#### Exercise aim:
Can you print the lines below word for word, with every character left unchanged?

#### Source records:
-- Begin --
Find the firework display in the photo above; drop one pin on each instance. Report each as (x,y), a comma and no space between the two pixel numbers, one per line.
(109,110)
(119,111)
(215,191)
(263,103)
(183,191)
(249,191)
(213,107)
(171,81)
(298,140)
-- End --
#### Answer to the problem:
Find the firework display in the photo above; drop one pin on each instance. Report each as (x,y), a comma and no space between the two pixel numbers, one per line.
(109,110)
(119,111)
(215,191)
(263,103)
(183,191)
(249,191)
(213,107)
(171,81)
(298,140)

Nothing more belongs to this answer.